That this article is inept is obvious. The subject however can be retrieved by

  • (a) checking all sources sequentially, and placing tags if they do not corroborate the text. Many of these sources are not worth a nob of goat shit, which, however, does not mean the elements they document do not deserve study and verification
  • (b) Get a coherent time line, beginning with
    • (I)linguistic theories of possible Korean-Japanese common roots
    • (2)Theories of population flow
  • Only then should one move topically to
    • (3)Institutional impacts, namely (a) religion (b)writing system (c)institutional borrowings (d)Confucianism etc.
    • and art, dance, design, technologies etc.

Finally. This ethnic rivalry or assertion of autochthony characteristic of edit-warring is puerile. It can be surmounted by denationalizing the focus. The Korean peoples of antiquity are no more 'Korean' in the modern sense than the 'Japanese' peoples of antiquity are 'Japanese'. Both benefited immensely from Chinese and Indian civilizations, as is natural in the dialectic of centre and periphery. Much of what Japan got from or via Korea came to Korea via China and India etc., and by noting, as the case may be, the full story (China/India to Korea/Japan, and the modulations affected on the former as cultural flow went east, solves the bickering issue of national dignities vexing this subject.Nishidani (talk) 18:08, 3 February 2015 (UTC)

• **SET EXERCISE A**: Condense the paragraph beginning "Finally. This ethnic rivalry" from the comment above into a bulleted list that keeps its main points.

[Pointing dataset records]

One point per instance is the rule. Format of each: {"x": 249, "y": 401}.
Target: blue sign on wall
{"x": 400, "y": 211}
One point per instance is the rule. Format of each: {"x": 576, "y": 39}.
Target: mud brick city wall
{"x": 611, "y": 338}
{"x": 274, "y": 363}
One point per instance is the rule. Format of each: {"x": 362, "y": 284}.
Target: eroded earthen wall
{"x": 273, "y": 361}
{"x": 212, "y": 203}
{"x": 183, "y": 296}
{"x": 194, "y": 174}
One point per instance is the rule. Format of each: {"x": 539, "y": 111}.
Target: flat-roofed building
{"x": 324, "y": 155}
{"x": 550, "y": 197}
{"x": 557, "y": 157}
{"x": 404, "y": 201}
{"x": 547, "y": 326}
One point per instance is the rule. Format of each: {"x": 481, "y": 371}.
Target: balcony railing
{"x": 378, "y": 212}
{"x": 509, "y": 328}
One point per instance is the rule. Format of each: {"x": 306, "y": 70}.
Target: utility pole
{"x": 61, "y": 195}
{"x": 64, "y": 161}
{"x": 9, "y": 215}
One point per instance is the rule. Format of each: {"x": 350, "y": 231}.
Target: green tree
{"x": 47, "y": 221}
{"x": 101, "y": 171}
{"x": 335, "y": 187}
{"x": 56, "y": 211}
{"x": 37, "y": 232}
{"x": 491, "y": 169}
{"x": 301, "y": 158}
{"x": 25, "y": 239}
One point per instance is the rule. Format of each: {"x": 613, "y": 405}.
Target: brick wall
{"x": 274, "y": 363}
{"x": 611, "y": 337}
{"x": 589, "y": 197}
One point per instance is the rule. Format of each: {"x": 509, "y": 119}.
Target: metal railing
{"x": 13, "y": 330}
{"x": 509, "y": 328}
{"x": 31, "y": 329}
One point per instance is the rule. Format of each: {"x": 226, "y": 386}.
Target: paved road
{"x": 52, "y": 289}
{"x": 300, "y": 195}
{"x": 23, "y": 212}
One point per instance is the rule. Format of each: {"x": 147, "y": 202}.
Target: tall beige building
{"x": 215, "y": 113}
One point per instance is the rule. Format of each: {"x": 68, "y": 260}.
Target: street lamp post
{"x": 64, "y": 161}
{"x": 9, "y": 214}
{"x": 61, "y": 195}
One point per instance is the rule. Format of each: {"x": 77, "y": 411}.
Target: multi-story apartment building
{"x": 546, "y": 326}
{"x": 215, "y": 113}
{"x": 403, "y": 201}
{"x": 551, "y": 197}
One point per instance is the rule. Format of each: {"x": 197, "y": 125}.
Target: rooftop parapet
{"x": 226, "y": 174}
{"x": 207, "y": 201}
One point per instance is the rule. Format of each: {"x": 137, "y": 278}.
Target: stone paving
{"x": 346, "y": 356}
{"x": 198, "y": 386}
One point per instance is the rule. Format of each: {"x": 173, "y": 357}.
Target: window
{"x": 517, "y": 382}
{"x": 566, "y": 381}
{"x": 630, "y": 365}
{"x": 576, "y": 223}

• **SET EXERCISE B**: Extract each line in the entries that includes the word "wall", and reproduce those lines unchanged.

• **FULL RESPONSE A**:
- The ethnic rivalry and claims of autochthony seen in the edit-warring are puerile.
- Shifting the focus away from nationality can overcome them.
- The peoples of antiquity were not "Korean" or "Japanese" in the modern sense.
- Both benefited immensely from Chinese and Indian civilizations, as is natural between center and periphery.
- Much of what Japan received from or via Korea had reached Korea via China, India, and elsewhere.
- Telling the full story of this eastward flow, including how the culture was modified along the way, resolves the disputes over national dignity.

• **FULL RESPONSE B**:
Target: blue sign on wall
Target: mud brick city wall
Target: eroded earthen wall
Target: brick wall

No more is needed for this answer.